§ **Task description**: Find the line that contains "point(208, 216)" in the entries below. Write out that line and all that follow it, unchanged and alone.

[Point localization data]
------

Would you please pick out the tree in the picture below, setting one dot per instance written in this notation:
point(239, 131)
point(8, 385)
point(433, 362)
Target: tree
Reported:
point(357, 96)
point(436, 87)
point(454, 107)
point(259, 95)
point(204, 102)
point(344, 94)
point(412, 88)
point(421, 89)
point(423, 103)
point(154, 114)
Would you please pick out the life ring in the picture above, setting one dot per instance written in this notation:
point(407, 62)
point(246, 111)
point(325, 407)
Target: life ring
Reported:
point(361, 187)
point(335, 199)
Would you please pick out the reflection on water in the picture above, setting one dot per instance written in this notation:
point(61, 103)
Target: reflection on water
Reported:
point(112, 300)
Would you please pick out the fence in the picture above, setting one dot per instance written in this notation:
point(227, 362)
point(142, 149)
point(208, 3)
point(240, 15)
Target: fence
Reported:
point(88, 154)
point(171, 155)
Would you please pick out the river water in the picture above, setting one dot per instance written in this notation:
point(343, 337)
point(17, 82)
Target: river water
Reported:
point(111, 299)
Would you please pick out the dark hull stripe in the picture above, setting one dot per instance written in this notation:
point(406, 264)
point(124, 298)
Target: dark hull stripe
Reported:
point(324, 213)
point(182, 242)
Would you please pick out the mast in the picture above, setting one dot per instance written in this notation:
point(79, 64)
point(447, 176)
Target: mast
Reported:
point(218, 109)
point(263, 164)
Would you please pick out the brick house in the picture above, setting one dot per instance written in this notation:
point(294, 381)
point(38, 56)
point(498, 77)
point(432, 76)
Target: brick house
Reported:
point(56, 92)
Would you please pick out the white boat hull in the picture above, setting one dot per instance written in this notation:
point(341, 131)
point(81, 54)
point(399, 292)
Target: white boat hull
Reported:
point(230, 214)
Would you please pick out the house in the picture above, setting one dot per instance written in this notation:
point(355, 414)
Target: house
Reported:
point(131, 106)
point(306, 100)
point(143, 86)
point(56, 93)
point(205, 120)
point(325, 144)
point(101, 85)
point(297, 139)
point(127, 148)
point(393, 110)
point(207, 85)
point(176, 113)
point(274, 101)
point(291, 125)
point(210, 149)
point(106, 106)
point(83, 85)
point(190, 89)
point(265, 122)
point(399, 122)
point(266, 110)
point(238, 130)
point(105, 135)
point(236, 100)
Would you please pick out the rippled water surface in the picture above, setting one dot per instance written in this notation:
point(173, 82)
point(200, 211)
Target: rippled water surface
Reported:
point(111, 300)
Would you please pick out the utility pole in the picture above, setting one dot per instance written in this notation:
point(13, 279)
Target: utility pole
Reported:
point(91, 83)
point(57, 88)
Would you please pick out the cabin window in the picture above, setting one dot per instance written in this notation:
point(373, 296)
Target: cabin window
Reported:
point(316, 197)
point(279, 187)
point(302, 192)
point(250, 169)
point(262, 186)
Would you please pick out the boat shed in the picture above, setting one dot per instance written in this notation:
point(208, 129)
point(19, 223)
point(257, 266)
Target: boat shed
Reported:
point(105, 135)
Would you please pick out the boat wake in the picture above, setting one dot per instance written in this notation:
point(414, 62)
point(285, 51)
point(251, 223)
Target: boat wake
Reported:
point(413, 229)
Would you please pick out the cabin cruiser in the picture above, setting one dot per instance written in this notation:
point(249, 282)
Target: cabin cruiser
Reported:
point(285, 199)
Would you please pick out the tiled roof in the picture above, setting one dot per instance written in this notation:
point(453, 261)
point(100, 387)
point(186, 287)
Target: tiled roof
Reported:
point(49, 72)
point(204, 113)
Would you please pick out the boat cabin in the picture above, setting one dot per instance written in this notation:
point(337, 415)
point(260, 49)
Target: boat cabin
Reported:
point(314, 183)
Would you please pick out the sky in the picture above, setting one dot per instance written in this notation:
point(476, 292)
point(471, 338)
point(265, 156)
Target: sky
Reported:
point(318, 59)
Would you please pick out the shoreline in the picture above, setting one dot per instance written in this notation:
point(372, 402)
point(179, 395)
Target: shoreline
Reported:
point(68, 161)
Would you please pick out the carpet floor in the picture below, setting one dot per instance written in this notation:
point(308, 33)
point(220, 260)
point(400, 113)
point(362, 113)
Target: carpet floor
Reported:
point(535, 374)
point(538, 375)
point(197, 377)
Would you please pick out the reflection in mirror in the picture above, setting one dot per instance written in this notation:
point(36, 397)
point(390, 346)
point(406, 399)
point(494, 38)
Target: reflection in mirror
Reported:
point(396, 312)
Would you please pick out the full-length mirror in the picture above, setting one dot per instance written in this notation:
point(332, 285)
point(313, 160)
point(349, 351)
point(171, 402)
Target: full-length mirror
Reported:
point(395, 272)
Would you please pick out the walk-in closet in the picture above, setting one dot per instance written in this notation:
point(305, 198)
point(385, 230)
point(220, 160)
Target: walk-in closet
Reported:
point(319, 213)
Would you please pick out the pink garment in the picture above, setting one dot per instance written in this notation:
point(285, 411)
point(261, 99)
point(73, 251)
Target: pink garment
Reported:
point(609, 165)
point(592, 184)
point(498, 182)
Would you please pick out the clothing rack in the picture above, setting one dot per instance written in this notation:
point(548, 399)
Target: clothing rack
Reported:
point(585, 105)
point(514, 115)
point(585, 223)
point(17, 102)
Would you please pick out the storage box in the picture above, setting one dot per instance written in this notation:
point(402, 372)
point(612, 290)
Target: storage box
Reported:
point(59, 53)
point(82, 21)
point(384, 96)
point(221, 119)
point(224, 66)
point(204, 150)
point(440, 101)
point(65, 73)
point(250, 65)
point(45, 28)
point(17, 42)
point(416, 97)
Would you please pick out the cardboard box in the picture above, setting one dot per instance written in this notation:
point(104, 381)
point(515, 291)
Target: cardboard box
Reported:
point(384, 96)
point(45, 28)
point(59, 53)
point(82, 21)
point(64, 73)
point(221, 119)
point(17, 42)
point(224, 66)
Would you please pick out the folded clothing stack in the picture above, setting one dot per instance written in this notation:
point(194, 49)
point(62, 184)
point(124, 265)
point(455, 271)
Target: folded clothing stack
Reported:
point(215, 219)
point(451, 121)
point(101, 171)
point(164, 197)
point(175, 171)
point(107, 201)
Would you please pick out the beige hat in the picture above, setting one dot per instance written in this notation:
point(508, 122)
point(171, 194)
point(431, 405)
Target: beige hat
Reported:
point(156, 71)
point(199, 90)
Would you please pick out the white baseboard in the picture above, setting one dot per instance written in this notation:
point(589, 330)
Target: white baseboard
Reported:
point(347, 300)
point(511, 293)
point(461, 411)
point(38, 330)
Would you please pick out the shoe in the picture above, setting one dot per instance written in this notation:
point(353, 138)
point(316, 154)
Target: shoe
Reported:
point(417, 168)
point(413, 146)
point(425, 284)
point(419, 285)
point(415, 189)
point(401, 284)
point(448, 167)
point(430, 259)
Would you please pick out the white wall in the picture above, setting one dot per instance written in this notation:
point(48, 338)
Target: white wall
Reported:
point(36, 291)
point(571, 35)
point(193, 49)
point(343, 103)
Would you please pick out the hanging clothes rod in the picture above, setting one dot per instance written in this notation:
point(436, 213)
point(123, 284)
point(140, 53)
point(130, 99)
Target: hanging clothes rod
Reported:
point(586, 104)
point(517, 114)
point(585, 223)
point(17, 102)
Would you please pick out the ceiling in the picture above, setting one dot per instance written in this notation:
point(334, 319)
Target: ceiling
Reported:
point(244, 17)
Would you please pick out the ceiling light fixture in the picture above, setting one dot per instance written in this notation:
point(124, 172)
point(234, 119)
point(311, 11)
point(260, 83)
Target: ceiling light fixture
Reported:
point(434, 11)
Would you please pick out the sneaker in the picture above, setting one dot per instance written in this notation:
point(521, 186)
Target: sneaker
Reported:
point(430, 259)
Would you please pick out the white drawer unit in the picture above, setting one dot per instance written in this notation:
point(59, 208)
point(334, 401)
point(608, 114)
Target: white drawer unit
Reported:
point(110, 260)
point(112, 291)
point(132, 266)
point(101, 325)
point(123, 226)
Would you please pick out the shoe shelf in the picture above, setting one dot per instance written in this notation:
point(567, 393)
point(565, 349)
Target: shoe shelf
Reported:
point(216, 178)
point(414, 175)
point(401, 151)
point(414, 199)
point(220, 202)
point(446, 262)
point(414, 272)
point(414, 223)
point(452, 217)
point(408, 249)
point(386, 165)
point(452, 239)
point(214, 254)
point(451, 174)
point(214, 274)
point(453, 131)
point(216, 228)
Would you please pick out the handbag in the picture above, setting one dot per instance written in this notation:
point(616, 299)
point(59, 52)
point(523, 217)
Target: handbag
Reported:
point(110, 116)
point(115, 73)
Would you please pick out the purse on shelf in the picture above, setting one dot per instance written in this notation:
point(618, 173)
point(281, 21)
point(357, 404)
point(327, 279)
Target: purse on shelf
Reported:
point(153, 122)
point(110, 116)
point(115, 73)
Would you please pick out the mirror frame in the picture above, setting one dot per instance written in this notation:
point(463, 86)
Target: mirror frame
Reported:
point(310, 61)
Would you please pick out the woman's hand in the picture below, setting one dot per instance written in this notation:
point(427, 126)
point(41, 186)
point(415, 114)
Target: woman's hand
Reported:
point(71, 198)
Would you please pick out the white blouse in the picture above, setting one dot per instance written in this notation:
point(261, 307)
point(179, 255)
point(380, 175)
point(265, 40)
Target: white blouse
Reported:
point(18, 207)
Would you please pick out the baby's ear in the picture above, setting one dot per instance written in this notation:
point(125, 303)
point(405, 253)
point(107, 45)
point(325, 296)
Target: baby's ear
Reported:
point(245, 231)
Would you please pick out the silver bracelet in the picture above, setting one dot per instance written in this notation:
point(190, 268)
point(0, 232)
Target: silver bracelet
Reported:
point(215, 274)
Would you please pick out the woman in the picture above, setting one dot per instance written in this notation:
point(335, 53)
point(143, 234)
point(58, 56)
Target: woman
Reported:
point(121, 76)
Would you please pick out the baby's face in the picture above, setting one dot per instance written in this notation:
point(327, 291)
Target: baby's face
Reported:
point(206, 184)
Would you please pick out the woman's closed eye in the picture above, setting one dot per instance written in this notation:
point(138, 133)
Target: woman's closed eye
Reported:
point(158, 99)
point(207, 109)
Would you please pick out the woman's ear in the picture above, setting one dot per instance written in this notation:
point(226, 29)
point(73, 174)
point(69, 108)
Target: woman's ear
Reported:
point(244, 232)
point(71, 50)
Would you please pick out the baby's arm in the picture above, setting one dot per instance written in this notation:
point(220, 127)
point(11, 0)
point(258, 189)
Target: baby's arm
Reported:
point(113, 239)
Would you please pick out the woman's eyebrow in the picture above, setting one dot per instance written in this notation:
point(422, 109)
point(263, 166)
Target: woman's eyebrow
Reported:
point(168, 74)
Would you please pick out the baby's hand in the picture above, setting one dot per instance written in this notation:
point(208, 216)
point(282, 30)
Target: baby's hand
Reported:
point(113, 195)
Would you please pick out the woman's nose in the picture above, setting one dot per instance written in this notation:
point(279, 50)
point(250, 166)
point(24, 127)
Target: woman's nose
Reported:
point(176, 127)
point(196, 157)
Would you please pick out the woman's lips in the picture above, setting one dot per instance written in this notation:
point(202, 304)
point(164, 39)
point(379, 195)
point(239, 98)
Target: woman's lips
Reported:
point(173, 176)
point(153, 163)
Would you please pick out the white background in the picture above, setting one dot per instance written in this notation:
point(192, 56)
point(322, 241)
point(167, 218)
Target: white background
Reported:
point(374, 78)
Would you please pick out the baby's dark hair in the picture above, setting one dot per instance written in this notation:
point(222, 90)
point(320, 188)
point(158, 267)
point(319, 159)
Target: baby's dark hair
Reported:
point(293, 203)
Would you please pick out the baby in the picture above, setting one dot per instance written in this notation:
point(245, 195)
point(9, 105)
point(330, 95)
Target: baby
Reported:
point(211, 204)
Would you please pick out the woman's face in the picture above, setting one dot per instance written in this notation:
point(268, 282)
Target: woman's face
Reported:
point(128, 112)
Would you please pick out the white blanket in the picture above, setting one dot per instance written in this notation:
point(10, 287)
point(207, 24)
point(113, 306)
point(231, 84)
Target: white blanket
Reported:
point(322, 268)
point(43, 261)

------

§ **Your response**:
point(208, 216)
point(282, 30)
Target: baby's hand
Reported:
point(113, 195)
Would you please pick out the woman's nose in the picture above, setting one dot per instance written in this notation:
point(279, 50)
point(250, 166)
point(24, 127)
Target: woman's nose
Reported:
point(176, 127)
point(196, 157)
Would you please pick out the woman's lips in the picture above, setting one dot per instance written in this notation:
point(202, 304)
point(164, 39)
point(379, 195)
point(239, 98)
Target: woman's lips
Reported:
point(173, 176)
point(153, 163)
Would you please pick out the white background in the picture above, setting one dot per instance written in this notation:
point(192, 56)
point(322, 241)
point(167, 218)
Target: white background
Reported:
point(374, 78)
Would you please pick out the baby's dark hair in the picture above, setting one dot per instance written in this notation:
point(222, 90)
point(320, 188)
point(158, 267)
point(319, 159)
Target: baby's dark hair
Reported:
point(293, 203)
Would you please pick out the baby in the picture above, setting one dot per instance written in this notation:
point(245, 195)
point(9, 105)
point(330, 95)
Target: baby
Reported:
point(211, 204)
Would you please pick out the woman's face in the picture above, setting one dot per instance written in this notation:
point(268, 282)
Target: woman's face
Reported:
point(128, 112)
Would you please pick out the white blanket in the picture above, setting one dot per instance written in this notation:
point(10, 287)
point(207, 24)
point(113, 306)
point(231, 84)
Target: white blanket
Reported:
point(322, 268)
point(43, 261)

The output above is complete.